> ARTICLE:

The repository consists of 2 Neural Net Models:
(1) FBNet Searched Architectures. All tools in the architecture_functions folder
(2) Stochastic SuperNet to search for new architectures. All tools in the supernet_functions folder
They use different functions and architectures specification. Functions used by both Nets are in the folders: general_functions (utilities) and fbnet_building_blocks (modified code of facebookresearch team)
If you want to use your own dataset, you should rewrite functions in general_functions/dataloaders.py
CONFIG FILE : architecture_functions/config_for_arch.py
Available FBNet architectures: fbnet_a, fbnet_b, fbnet_c, fbnet_96_035_1 (following the paper, for input size 96 and channel scaling 0.35), fbnet_samsung_s8 (for Samsung Galaxy S8), fbnet_iphonex (for iPhoneX), fbnet_cpu_sample1, fbnet_cpu_sample2 (FBNets searched with my CPU latency)
You can choose any architectures and train it (takes 1.5 hours with 1 GPU):
python architecture_main_file.py --architecture_name fbnet_cpu_sample1
All logs will be printed and also saved to architecture_functions/logs/logger, tensorboard logs will be in architecture_functions/logs/tb/, best model will be saved in architecture_functions/logs/best_model.pth
CONFIG FILE : supernet_functions/config_for_supernet.py
You can recalculate latecy for your CPU, just change the config : supernet_functions/config_for_supernet.py -> 'lookup_table' -> 'create_from_scratch' = True
Next, train it (takes 4 hours with 1 GPU):
python supernet_main_file.py --train_or_sample train
All logs will be printed and also saved to supernet_functions/logs/logger, tensorboard logs will be in supernet_functions/logs/tb/, best model will be saved in supernet_functions/logs/best_model.pth
QuickNote: Thetas will converge well if you would want to train until the overfitting point. But I advise stop earlier because if thetas will truly converge, the softmax becomes the hardmax and you could sample only one architecture (btw - the best for your device)
After training Sample arhitecture from the resulted model (pick a unique name and replace my_unique_name_for_architecture
in the following query):
python supernet_main_file.py --train_or_sample sample --architecture_name my_unique_name_for_architecture --hardsampling_bool_value True
The sampled architecture will be written into fbnet_building_blocks/fbnet_modeldef.py
Now, you can train your architecture my_unique_name_for_architecture
from scratch with the instructions (1) above

> WRITTEN EXERCISE: For each statement, answer yes or no on whether it agrees with the FBNet repository notes, and quote the words that decide it: (a) Training one of the available FBNet architectures takes 1.5 hours with 1 GPU. (b) The sampled architecture is written into general_functions/dataloaders.py. (c) The notes advise training the supernet until the overfitting point.

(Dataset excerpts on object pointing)
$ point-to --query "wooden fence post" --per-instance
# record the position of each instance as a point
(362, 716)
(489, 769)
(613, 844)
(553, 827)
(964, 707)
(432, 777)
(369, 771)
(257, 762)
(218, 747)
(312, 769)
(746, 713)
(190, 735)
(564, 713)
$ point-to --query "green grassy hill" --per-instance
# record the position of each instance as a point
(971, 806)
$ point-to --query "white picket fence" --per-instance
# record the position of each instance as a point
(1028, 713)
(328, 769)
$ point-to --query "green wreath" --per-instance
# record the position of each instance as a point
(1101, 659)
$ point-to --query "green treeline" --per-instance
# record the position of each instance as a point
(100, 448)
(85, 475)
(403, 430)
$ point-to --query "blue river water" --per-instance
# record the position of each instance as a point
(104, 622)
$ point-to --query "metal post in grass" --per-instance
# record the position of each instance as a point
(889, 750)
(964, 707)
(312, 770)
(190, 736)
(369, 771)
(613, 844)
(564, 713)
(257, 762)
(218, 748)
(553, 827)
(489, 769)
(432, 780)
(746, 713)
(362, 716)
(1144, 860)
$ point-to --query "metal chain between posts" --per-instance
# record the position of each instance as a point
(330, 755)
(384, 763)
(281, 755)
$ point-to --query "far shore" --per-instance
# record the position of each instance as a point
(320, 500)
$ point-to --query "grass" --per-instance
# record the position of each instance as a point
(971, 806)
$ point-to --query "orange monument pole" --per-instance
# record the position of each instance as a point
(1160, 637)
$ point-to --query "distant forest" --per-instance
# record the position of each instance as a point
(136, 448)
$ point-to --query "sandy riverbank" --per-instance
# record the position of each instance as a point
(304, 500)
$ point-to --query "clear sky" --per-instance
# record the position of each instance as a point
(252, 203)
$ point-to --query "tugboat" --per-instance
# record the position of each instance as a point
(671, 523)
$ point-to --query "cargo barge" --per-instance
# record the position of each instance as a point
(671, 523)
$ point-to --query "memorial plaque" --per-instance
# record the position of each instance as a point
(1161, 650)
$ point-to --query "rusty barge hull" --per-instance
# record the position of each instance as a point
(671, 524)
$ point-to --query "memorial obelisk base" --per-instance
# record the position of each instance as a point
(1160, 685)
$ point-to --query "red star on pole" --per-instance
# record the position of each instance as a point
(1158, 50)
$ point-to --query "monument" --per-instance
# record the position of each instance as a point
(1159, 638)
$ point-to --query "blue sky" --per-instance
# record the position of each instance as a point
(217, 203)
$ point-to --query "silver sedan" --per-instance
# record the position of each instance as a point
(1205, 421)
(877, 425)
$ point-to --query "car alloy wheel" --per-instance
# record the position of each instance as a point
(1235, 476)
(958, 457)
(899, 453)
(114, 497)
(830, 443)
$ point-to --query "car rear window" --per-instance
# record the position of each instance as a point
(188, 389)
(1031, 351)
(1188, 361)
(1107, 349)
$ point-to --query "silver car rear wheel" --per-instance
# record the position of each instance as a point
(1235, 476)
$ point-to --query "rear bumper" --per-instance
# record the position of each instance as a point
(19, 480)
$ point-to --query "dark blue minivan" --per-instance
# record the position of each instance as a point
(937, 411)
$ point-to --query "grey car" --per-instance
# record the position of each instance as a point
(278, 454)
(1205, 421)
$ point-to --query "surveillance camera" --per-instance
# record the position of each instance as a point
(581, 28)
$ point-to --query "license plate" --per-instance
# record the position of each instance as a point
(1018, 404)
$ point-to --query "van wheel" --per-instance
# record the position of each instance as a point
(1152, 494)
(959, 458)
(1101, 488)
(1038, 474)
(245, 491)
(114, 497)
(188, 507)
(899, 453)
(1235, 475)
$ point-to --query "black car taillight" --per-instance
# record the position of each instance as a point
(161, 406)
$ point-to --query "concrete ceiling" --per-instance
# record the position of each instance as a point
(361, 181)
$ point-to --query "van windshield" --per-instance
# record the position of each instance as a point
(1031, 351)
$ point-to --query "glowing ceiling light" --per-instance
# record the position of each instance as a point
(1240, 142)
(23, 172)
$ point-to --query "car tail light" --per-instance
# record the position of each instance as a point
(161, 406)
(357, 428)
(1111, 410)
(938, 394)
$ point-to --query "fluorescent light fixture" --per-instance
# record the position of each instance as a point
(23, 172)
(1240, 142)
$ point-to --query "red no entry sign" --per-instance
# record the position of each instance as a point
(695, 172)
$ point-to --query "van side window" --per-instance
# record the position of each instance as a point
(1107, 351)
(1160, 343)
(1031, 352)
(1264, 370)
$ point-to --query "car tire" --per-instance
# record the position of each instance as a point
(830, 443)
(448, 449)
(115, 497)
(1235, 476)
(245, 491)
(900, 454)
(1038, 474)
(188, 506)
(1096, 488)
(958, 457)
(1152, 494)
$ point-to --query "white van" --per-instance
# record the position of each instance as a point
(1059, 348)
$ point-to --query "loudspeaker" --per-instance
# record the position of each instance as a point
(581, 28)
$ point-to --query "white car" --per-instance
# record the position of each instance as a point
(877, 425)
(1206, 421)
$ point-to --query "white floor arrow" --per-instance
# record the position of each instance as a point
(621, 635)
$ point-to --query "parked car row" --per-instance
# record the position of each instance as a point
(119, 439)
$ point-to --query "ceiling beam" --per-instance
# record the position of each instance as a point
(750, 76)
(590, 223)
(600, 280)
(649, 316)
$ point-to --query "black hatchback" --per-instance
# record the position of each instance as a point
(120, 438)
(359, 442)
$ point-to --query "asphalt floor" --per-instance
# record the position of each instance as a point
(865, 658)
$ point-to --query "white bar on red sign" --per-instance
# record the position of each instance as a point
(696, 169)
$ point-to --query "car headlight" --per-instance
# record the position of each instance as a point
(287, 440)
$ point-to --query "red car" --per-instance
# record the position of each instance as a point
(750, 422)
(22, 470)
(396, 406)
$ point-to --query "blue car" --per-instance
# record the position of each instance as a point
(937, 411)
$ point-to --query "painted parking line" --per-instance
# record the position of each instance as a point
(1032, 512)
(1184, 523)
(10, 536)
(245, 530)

> CORRECT RESPONSE:
(a) Yes: "takes 1.5 hours with 1 GPU"
(b) No: "The sampled architecture will be written into fbnet_building_blocks/fbnet_modeldef.py"
(c) No: "But I advise stop earlier"